■ Votre tâche ■
Résumez, s'il vous plaît, le texte sur la flotte de Rafale en deux phrases.

■ Extrait du texte ■
--------------------

L'armée de l'air a autant de Rafale en 2022 qu'en 2016. Le constat du général Stéphane Mille, chef d'état-major de l'armée de l'air et de l'espace est sans appel concernant la flotte Rafale. "Notre parc de Rafale, seul avion de combat polyvalent de l'armée de l'air et de l'espace, est au niveau où il se trouvait en 2016, et nous venons de fermer un escadron équipé de Mirage 2000-C. Alors que des combats de haute intensité résonnent aux portes de l'Europe, cette situation doit nous interpeller. Recouvrer de l'épaisseur en matière de supériorité aérienne et de projection de puissance passera par une commande affermie des avions nécessaires pour atteindre l'ambition opérationnelle de 2030", a-t-il expliqué le 20 juillet aux députés de la commission de la défense de l'Assemblée nationale. Et d'indiquer que l'aviation de chasse, "la pierre angulaire de notre système de combat", est son "point d'attention principal".
Reprise des livraisons à l'armée de l'air
Pourquoi un bilan aussi catastrophique entre 2016-2022 ? Dassault Aviation n'a pas livré de Rafale à la France depuis près de quatre ans (zéro en 2019, 2020 et 2021 et un en 2022) conformément à la loi de programmation militaire (LPM) 2019-2025. L'avionneur n'en avait livré qu'un seul en 2017 et trois en 2018. Sur six ans (2017-2022), l'armée de l'air n'a reçu que cinq Rafale. Dans le même temps, 12 appareils de l'armée de l'air ont été prélevés pour être livrés d'occasion à la Grèce (six en 2021 et six en 2022). Puis 12 appareils le seront en 2023 au profit de l'armée de l'air croate. Fin 2016, l'armée de l'air avait moins de 100 Rafale dans sa flotte d'avions de chasse (98 ?). Début 2019, les forces armées françaises avaient dans leur parc 143 Rafale, dont 41 Rafale Marine, selon la LPM de 2019-2025.

--------------------

■ Données fournies ■

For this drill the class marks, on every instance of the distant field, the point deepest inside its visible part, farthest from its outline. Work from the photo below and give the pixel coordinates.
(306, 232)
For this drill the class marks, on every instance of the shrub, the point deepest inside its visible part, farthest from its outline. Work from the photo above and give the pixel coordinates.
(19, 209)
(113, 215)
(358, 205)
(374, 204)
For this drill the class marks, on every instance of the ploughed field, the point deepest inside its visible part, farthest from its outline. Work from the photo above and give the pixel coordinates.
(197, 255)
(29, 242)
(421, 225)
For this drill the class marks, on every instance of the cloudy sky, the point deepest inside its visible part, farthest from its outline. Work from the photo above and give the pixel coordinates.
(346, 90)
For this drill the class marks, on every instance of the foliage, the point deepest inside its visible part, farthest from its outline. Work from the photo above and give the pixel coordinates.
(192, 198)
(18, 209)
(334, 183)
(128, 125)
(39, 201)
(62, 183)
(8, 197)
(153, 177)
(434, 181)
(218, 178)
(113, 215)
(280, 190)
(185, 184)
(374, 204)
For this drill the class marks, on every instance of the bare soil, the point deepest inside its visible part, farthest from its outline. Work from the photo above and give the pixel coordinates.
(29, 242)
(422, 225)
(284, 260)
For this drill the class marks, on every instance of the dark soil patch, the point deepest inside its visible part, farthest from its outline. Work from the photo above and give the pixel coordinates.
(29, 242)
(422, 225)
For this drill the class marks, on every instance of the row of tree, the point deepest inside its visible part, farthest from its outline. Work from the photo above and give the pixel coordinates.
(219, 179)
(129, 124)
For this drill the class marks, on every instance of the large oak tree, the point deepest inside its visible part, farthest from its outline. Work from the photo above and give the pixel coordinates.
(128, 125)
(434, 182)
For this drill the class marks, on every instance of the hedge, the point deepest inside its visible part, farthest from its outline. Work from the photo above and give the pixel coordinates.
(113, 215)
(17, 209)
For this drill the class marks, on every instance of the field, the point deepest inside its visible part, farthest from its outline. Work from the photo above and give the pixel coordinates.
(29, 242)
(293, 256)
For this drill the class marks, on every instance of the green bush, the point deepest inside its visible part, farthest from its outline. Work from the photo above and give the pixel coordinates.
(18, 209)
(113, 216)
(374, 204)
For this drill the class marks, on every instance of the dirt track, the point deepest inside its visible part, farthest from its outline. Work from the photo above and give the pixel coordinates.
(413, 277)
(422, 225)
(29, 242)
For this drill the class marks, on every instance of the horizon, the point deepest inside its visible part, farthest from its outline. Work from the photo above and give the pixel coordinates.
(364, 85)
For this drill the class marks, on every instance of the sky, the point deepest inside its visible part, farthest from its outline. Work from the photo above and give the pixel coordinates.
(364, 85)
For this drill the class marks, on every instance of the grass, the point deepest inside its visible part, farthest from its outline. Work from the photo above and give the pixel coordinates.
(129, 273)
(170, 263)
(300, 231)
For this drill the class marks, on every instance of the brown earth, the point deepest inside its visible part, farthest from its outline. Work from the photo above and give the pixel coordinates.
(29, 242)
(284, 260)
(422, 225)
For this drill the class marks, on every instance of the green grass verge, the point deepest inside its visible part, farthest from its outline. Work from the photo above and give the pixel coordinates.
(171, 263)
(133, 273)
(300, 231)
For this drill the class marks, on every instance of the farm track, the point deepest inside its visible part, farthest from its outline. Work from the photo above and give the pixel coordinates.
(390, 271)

--------------------

■ Résultat ■
Le 20 juillet, le général Stéphane Mille, chef d'état-major de l'armée de l'air et de l'espace, a déclaré aux députés que le parc de Rafale était au niveau de 2016 et qu'une commande affermie d'avions serait nécessaire pour atteindre l'ambition opérationnelle de 2030. Entre 2017 et 2022, l'armée de l'air n'a reçu que cinq Rafale, alors que 12 appareils ont été prélevés pour être livrés d'occasion à la Grèce et que 12 autres le seront en 2023 au profit de l'armée de l'air croate.